◆ What the exercise asks: Which lines in the items below contain the string "umbrella", matching case? Show each of those lines in full.

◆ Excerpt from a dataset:
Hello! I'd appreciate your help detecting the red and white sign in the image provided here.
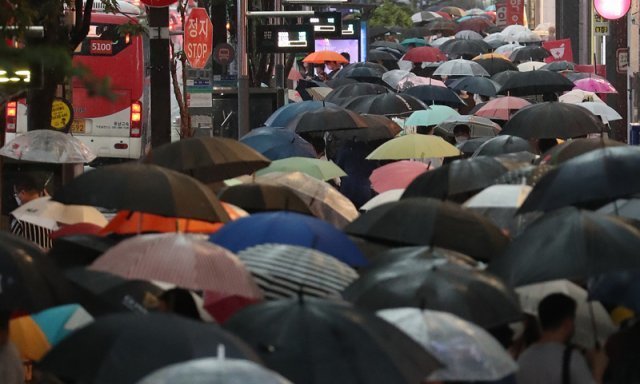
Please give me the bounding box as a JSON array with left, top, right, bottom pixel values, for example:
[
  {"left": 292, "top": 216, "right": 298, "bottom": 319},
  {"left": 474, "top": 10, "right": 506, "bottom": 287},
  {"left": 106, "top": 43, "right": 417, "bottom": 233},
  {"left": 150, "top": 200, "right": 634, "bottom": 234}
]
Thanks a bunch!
[
  {"left": 542, "top": 39, "right": 573, "bottom": 63},
  {"left": 184, "top": 8, "right": 213, "bottom": 68},
  {"left": 496, "top": 0, "right": 524, "bottom": 26}
]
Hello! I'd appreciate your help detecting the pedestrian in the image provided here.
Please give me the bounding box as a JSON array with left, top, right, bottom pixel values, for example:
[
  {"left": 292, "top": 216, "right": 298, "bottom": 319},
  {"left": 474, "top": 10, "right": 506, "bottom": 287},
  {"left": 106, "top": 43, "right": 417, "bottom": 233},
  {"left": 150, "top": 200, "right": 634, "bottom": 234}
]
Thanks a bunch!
[{"left": 517, "top": 293, "right": 606, "bottom": 384}]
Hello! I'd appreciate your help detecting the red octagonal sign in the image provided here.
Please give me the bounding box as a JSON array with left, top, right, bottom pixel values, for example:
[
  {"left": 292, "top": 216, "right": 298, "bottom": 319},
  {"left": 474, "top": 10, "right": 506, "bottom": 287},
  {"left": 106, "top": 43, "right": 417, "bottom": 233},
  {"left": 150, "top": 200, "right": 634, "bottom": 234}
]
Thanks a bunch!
[{"left": 184, "top": 8, "right": 213, "bottom": 68}]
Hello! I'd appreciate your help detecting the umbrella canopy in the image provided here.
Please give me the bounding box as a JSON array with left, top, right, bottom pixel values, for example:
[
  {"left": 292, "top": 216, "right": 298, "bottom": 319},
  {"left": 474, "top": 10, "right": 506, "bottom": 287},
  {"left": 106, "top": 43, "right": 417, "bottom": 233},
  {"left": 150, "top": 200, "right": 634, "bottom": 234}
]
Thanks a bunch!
[
  {"left": 225, "top": 298, "right": 440, "bottom": 384},
  {"left": 405, "top": 105, "right": 460, "bottom": 126},
  {"left": 302, "top": 51, "right": 349, "bottom": 64},
  {"left": 343, "top": 250, "right": 521, "bottom": 328},
  {"left": 473, "top": 135, "right": 533, "bottom": 157},
  {"left": 264, "top": 98, "right": 334, "bottom": 127},
  {"left": 498, "top": 71, "right": 573, "bottom": 96},
  {"left": 440, "top": 39, "right": 491, "bottom": 60},
  {"left": 377, "top": 308, "right": 518, "bottom": 381},
  {"left": 402, "top": 157, "right": 507, "bottom": 203},
  {"left": 433, "top": 58, "right": 489, "bottom": 76},
  {"left": 40, "top": 314, "right": 259, "bottom": 384},
  {"left": 90, "top": 233, "right": 262, "bottom": 300},
  {"left": 369, "top": 160, "right": 429, "bottom": 193},
  {"left": 53, "top": 162, "right": 230, "bottom": 222},
  {"left": 238, "top": 244, "right": 358, "bottom": 300},
  {"left": 0, "top": 129, "right": 96, "bottom": 164},
  {"left": 248, "top": 172, "right": 358, "bottom": 228},
  {"left": 144, "top": 137, "right": 269, "bottom": 183},
  {"left": 516, "top": 280, "right": 616, "bottom": 349},
  {"left": 240, "top": 127, "right": 316, "bottom": 160},
  {"left": 488, "top": 207, "right": 640, "bottom": 287},
  {"left": 256, "top": 157, "right": 347, "bottom": 180},
  {"left": 574, "top": 77, "right": 618, "bottom": 93},
  {"left": 402, "top": 85, "right": 464, "bottom": 109},
  {"left": 286, "top": 104, "right": 367, "bottom": 133},
  {"left": 220, "top": 183, "right": 313, "bottom": 215},
  {"left": 475, "top": 96, "right": 531, "bottom": 120},
  {"left": 402, "top": 47, "right": 447, "bottom": 63},
  {"left": 209, "top": 212, "right": 368, "bottom": 266},
  {"left": 137, "top": 357, "right": 291, "bottom": 384},
  {"left": 436, "top": 115, "right": 501, "bottom": 137},
  {"left": 540, "top": 137, "right": 626, "bottom": 165},
  {"left": 502, "top": 101, "right": 603, "bottom": 139},
  {"left": 342, "top": 93, "right": 427, "bottom": 116},
  {"left": 522, "top": 146, "right": 640, "bottom": 212},
  {"left": 345, "top": 198, "right": 508, "bottom": 260},
  {"left": 367, "top": 134, "right": 460, "bottom": 160}
]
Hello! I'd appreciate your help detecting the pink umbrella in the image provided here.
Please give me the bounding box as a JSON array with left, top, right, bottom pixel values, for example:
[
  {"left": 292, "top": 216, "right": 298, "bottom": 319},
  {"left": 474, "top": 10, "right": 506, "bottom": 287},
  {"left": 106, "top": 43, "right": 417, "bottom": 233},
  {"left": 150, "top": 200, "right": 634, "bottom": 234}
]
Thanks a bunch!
[
  {"left": 573, "top": 77, "right": 618, "bottom": 93},
  {"left": 474, "top": 96, "right": 531, "bottom": 120},
  {"left": 369, "top": 160, "right": 429, "bottom": 193}
]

◆ Written response:
Hello! I'd appreciate your help detecting the umbrella canopy in the image provided here.
Hello! I'd appreciate your help detecting the pink umbrella in the image provided here.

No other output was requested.